(TO BE DONE):
Please rewrite the records below, substituting "dot" for "marker" wherever it occurs and leaving everything else unchanged.
— Start SUPPLIED MATERIAL —
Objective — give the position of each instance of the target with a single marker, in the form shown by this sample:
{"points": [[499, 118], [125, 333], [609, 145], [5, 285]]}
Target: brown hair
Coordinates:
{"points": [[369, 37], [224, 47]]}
— End SUPPLIED MATERIAL —
(WRITTEN RESPONSE):
Objective — give the position of each instance of the target with a single dot, in the form shown by this sample:
{"points": [[499, 118], [125, 333], [609, 145], [5, 285]]}
Target: brown hair
Coordinates:
{"points": [[369, 37], [224, 47]]}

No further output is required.